• **Brief**:
A single number is the answer here: how many lines below include "this"?

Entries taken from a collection
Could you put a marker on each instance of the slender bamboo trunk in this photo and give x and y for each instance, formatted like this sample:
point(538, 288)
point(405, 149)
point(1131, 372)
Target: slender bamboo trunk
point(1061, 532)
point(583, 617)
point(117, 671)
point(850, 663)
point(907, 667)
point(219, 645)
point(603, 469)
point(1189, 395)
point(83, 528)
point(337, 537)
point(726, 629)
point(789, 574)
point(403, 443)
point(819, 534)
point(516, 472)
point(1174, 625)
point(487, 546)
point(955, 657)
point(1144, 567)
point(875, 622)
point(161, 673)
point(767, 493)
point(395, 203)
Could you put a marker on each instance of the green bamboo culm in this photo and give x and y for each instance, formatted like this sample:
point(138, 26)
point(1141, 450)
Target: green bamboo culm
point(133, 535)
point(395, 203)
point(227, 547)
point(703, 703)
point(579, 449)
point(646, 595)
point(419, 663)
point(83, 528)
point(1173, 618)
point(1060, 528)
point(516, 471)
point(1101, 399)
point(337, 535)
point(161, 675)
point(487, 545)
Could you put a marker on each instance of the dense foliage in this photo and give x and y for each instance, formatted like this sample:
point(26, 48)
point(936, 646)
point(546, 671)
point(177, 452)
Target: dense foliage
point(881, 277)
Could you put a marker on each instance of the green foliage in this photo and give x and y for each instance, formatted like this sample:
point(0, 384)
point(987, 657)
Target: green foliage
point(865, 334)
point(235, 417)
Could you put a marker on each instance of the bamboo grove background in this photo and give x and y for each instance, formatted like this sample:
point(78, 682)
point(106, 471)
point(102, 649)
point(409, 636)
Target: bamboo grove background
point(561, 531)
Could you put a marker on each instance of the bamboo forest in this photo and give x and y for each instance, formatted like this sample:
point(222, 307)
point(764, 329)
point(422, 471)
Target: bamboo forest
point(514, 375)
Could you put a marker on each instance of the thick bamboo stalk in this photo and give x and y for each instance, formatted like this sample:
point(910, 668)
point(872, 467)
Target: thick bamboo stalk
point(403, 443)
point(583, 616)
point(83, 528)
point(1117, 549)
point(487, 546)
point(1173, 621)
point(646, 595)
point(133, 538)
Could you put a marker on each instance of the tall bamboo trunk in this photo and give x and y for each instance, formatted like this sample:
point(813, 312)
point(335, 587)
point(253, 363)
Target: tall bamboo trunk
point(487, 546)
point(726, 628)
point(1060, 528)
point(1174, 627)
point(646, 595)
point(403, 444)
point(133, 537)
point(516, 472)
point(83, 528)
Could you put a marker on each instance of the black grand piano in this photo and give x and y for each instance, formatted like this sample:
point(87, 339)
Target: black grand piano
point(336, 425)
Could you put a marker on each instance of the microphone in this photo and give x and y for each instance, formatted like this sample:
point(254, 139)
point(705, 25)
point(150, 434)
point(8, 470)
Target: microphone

• **Exercise solution**:
10